■ THE INPUT ■
# # # #

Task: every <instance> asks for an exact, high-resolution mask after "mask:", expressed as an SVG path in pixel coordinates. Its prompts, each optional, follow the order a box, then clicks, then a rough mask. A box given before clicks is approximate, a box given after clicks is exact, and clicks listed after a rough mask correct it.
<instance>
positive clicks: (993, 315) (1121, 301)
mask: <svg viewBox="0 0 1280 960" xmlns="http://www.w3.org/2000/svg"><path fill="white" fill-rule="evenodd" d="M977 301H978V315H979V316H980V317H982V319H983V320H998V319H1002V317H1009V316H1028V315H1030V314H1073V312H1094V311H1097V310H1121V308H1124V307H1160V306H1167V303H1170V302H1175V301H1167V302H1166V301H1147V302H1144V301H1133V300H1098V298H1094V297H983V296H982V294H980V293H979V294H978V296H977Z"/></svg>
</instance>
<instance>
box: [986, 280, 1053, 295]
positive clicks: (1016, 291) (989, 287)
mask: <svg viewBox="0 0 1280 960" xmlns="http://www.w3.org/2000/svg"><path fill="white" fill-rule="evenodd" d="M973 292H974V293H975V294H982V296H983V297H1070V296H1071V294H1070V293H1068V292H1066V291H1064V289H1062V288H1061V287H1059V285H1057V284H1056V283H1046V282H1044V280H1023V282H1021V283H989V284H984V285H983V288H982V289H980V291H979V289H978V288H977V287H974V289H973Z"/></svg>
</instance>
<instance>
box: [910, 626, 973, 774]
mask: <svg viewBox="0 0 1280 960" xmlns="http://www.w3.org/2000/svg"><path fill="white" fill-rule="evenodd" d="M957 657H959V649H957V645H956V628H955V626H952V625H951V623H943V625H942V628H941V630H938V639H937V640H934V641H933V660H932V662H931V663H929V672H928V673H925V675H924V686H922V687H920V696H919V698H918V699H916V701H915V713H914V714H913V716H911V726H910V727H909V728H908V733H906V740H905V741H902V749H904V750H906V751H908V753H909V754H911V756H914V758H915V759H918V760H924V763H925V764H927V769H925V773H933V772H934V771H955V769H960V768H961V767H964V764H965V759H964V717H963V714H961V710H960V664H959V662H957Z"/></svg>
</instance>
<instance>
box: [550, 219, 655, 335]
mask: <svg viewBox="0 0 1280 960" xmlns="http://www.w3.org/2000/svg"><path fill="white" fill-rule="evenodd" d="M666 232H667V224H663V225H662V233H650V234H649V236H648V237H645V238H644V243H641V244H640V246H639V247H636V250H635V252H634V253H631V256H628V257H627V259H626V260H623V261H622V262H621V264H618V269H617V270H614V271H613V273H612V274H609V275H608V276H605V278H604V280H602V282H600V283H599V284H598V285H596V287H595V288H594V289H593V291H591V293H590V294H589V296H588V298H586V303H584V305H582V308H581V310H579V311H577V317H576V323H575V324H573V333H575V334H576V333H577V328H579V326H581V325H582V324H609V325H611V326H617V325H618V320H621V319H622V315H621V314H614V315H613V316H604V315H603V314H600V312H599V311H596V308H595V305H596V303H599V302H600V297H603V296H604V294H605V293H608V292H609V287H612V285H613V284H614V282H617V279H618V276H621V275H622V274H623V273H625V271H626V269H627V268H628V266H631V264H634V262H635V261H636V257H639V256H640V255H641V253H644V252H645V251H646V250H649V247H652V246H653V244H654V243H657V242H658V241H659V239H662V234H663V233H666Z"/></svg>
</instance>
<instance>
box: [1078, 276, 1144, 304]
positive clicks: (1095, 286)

# # # #

■ TASK DIRECTIONS ■
Repeat every record above precisely.

■ ANSWER TO THIS TASK ■
Task: every <instance> asks for an exact, high-resolution mask after "mask:", expressed as an SVG path in pixel coordinates. Its prompts, each optional, follow the order a box, then clicks, then a rough mask. A box given before clicks is approximate, a box given after clicks is exact, and clicks listed after a rough mask correct it.
<instance>
positive clicks: (993, 315) (1121, 301)
mask: <svg viewBox="0 0 1280 960" xmlns="http://www.w3.org/2000/svg"><path fill="white" fill-rule="evenodd" d="M977 301H978V315H979V316H980V317H982V319H983V320H998V319H1002V317H1009V316H1028V315H1030V314H1073V312H1094V311H1097V310H1121V308H1124V307H1160V306H1167V303H1170V302H1175V301H1167V302H1166V301H1147V302H1144V301H1133V300H1098V298H1094V297H983V296H982V294H980V293H979V294H978V296H977Z"/></svg>
</instance>
<instance>
box: [986, 280, 1053, 295]
positive clicks: (1016, 291) (989, 287)
mask: <svg viewBox="0 0 1280 960" xmlns="http://www.w3.org/2000/svg"><path fill="white" fill-rule="evenodd" d="M973 292H974V293H975V294H982V296H983V297H1070V296H1071V294H1070V293H1068V292H1066V291H1064V289H1062V288H1061V287H1059V285H1057V284H1056V283H1046V282H1044V280H1023V282H1021V283H989V284H984V285H983V288H982V289H980V291H979V289H978V288H977V287H974V289H973Z"/></svg>
</instance>
<instance>
box: [910, 626, 973, 774]
mask: <svg viewBox="0 0 1280 960" xmlns="http://www.w3.org/2000/svg"><path fill="white" fill-rule="evenodd" d="M957 657H959V649H957V645H956V628H955V626H952V625H951V623H943V625H942V628H941V630H938V639H937V640H934V641H933V660H932V662H931V663H929V672H928V673H925V675H924V686H922V687H920V696H919V698H918V699H916V701H915V713H914V714H913V716H911V726H910V727H909V728H908V733H906V740H905V741H902V749H904V750H906V751H908V753H909V754H911V756H914V758H915V759H918V760H924V763H925V764H927V769H925V773H933V772H934V771H955V769H960V768H961V767H964V764H965V759H964V717H963V714H961V710H960V664H959V662H957Z"/></svg>
</instance>
<instance>
box: [550, 219, 655, 335]
mask: <svg viewBox="0 0 1280 960" xmlns="http://www.w3.org/2000/svg"><path fill="white" fill-rule="evenodd" d="M666 232H667V224H663V225H662V233H650V234H649V236H648V237H645V238H644V243H641V244H640V246H639V247H636V250H635V252H634V253H631V256H628V257H627V259H626V260H623V261H622V262H621V264H618V269H617V270H614V271H613V273H612V274H609V275H608V276H605V278H604V280H602V282H600V283H599V284H598V285H596V287H595V288H594V289H593V291H591V293H590V294H589V296H588V298H586V303H584V305H582V308H581V310H579V311H577V317H576V323H575V324H573V333H575V334H576V333H577V328H579V326H581V325H582V324H609V325H611V326H617V325H618V320H621V319H622V315H621V314H614V315H613V316H604V315H603V314H600V312H599V311H596V308H595V305H596V303H599V302H600V297H603V296H604V294H605V293H608V292H609V287H612V285H613V284H614V282H617V279H618V276H621V275H622V274H623V273H625V271H626V269H627V268H628V266H631V264H634V262H635V261H636V257H639V256H640V255H641V253H644V252H645V251H646V250H649V247H652V246H653V244H654V243H657V242H658V241H659V239H662V234H663V233H666Z"/></svg>
</instance>
<instance>
box: [1078, 276, 1144, 304]
positive clicks: (1095, 286)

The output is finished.